--- START OF Document text ---

And the world of currencies I alluded to earlier on, but the euro has had a bit of a
bounce back. It’s up about 3% or 4% against most of the major currencies in the
past month and the US dollar has taken the brunt of the selling, down about 5%.
Of course, that’s a big move for the currencies and particularly the world’s biggest
reserve currency. And the pound has benefited again from the coalition but also
from dollar weakness, so the pound against the dollar is up about 5%.
In the world of commodities, we’ve had a big bounce back in some of the

                agricultural commodities and wheat is the star of that particular show; it’s up 17%
                in the past month, so a very decent performance there. However, one of the other
                agricultural commodities, palm oil, is actually the worst performing commodity all
                round, down 2%/2½% over the past month and gold is not far behind it, down
                about 2%. It’s the first monthly fall in gold we’ve seen for a while. It may be a bit
                of profit taking but I suspect it’s also partly to do with the fact there’s slightly less
                fear round about sovereign default in the very short term.
                That sort of finishes my part of the presentation. I’m going to hand over to James
                now and, as I say, we’ve sort of highlighted this is faltering recovery and he’s
                going to look particularly at why we think that may be coming through in the US
                and in China. Over to you, James.

JAMES FOLLOWS   Many thanks, Mark. Good afternoon, everybody. Regular listeners on these calls
                will know that we have been worried about debt for some time, purely because
                consumption accounts for 65% of GDP across most of the western world. We’ve
                drawn attention to the risks to discretionary expenditure from consumers repairing
                their personal balance sheet, and our economist, Derek, has also spoken
                eloquently of the inter-temporal problem that flows from those that used credit
                cards and loans, etc, to bring forward expenditure. And we have also drawn
                attention to the risks associated with indebted governments, bond market selloffs,
                austerity measures, competitive currency devaluations, etc. Regular listeners will
                recall that these worry points have kept us away from discretionary related stocks,
                such as travel and leisure, house builders, retailers, like carpet, like textiles(?), etc.

--- END OF Document text ---
--- START OF Information provided ---

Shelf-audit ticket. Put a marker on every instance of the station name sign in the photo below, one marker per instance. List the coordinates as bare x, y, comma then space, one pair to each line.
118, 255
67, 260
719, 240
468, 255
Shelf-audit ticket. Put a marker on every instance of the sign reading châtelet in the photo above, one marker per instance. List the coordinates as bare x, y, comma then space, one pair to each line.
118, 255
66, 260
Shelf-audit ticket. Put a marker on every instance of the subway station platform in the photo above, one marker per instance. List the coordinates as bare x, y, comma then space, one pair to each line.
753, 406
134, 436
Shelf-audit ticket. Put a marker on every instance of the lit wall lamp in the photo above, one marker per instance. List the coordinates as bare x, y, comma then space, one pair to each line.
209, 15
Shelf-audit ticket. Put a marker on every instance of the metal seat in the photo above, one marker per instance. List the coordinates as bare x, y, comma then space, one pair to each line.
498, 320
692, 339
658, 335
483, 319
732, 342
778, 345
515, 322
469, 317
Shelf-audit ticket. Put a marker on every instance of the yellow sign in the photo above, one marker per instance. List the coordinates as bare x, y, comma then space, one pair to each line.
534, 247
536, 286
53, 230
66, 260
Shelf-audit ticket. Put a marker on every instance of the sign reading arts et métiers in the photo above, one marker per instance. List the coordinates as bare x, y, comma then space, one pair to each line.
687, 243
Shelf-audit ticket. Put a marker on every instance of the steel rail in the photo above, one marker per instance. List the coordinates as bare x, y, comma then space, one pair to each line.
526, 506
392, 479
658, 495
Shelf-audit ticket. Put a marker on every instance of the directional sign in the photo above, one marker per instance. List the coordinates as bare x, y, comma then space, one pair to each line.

--- END OF Information provided ---
--- START OF Information provided ---

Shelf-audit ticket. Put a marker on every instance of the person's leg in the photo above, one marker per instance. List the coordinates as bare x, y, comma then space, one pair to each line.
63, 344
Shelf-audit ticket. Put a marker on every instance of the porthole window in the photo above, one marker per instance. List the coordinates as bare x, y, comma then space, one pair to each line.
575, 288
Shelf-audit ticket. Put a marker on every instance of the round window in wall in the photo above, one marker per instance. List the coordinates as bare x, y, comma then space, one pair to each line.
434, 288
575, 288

--- END OF Information provided ---
--- START OF Information provided ---

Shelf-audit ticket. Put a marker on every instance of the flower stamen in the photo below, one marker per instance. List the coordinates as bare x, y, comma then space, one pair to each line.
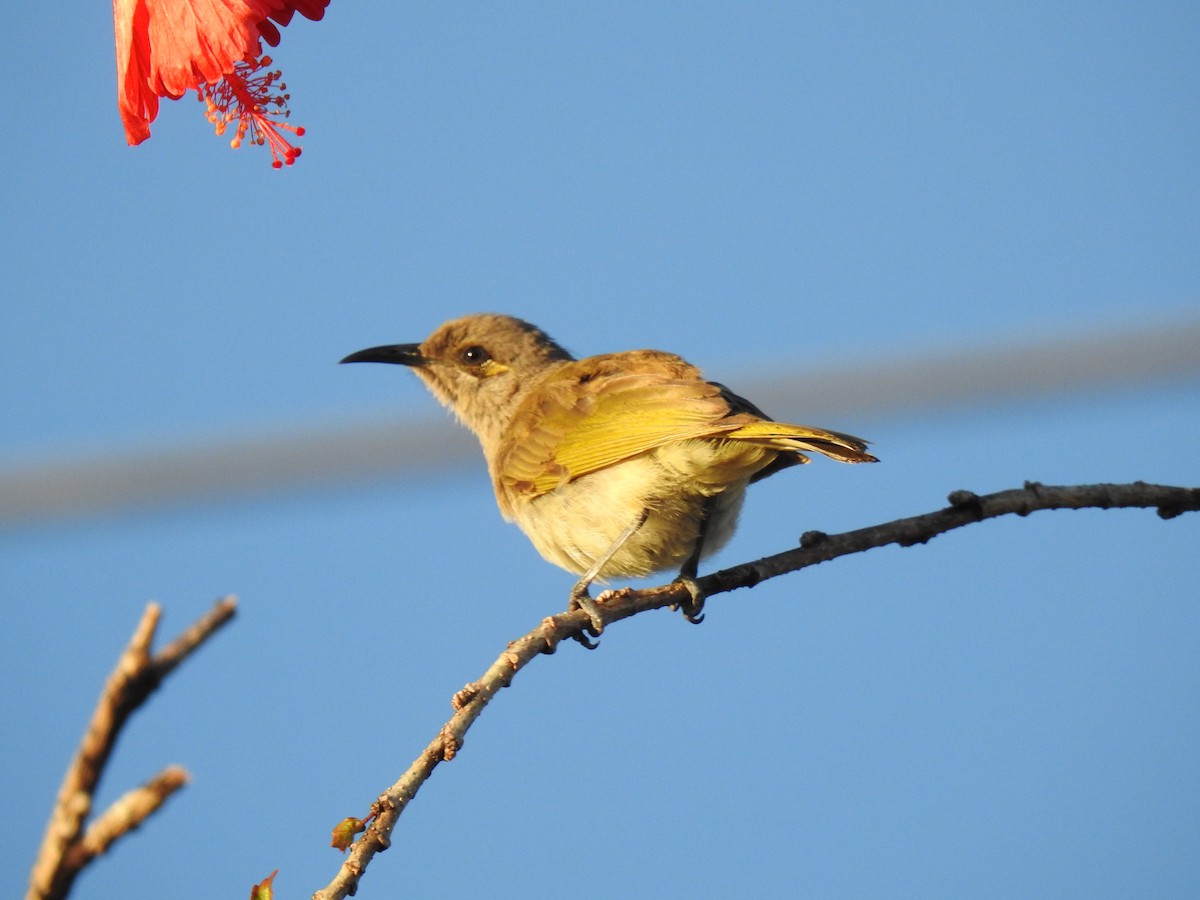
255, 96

--- END OF Information provided ---

Given request
Reproduce verbatim the passage of the market commentary transcript from "And the world" up to and including "down about 5%.".

Correct answer
And the world of currencies I alluded to earlier on, but the euro has had a bit of a
bounce back. It’s up about 3% or 4% against most of the major currencies in the
past month and the US dollar has taken the brunt of the selling, down about 5%.